[ZU BEARBEITENDE AUFGABEN]
**a.** Über welches Projekt möchte Iwata im Interview mit Mr. Hazama sprechen?
**b.** Führe das Interview mit Mr. Hazama über seine ersten Erfahrungen mit Videospielen nach dem letzten Satz weiter.

[LESETEXT]
_ _ _ _ _

1. ''Ich will Spiele machen''

Iwata:

Ich möchte mich heute mit Mr. Hazama, einem Produzenten von Square Enix, über sein neuestes Projekt unterhalten: THEATRHYTHM FINAL FANTASY. Freut mich sehr, Sie kennenzulernen.

Hazama:

Ganz meinerseits.

Iwata Asks
Iwata:

Zu Beginn würde ich gerne über Ihre bisherigen Erfahrungen mit Videospielen sprechen. Wir werden natürlich auch noch auf das Spiel selbst zu sprechen kommen, aber ich finde, dass sich die Erfahrungen und Gedankengänge des Schöpfers oft in dem Produkt selbst widerspiegeln.

Hazama:

Okay.

Iwata:

Was war Ihre erste Erfahrung mit Videospielen?

Hazama:

Wenn Sie damit meine Erfahrung als Spieler meinen – ich bin früher oft mit meinen Freunden auf dem Nachhauseweg von der Schule in Spielhallen gegangen. Davor habe ich etwa ab der Mittelstufe Konsolenspiele gespielt, aber ich hatte keine eigene Konsole, also musste ich dazu immer meine Freunde besuchen.

_ _ _ _ _

[DATENABSCHNITT]
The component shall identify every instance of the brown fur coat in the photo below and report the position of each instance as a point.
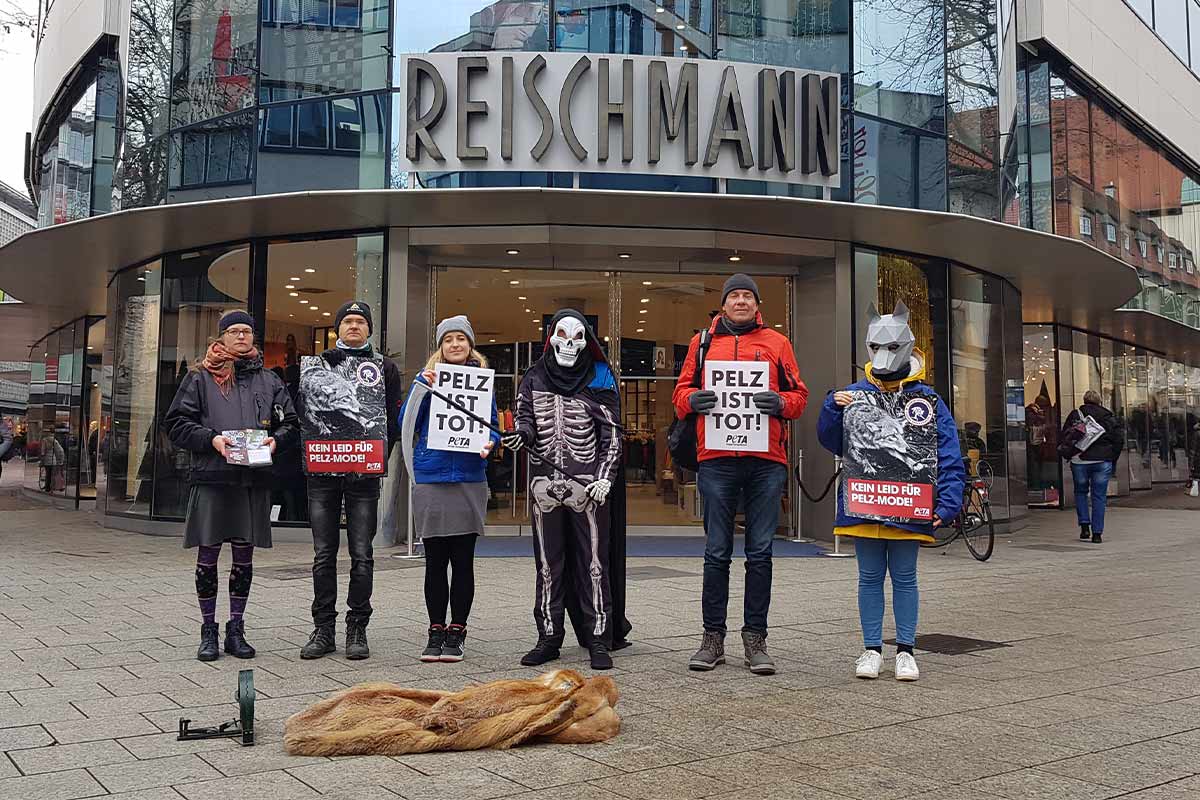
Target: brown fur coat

_ _ _ _ _

[ANTWORTEN IM ÜBERBLICK]
**a.** Über Hazamas neuestes Projekt, THEATRHYTHM FINAL FANTASY.

**b.**
Iwata:

Welche Arten von Spielen haben Sie denn gespielt?

Hazama:

Ich war völlig besessen von „Mario Bros.“1. Das habe ich gespielt und gespielt, bis irgendwann die Mutter des jeweiligen Freundes kam und fragte, ob meine Eltern nicht vielleicht schon eine Suchmeldung nach mir aufgegeben hätten. Dann griff ich mir das Spielmodul und trabte einfach weiter zum nächsten Freund ... 1 „Mario Bros.“ ist ein Action-Spiel, das 1983 in Japan für NES und die Spielhallen erschien.

Iwata:

Das war damals immer ein regelrechter Kampf um den Controller, nicht wahr?

Hazama:

Allerdings! (lacht) Das war wahrscheinlich überall dasselbe. Ja, ich glaube, das ist eine meiner frühesten Erinnerungen an Videospiele.

Iwata:

Ist Ihnen irgendetwas von diesen frühen Erinnerungen ganz besonders im Gedächtnis geblieben?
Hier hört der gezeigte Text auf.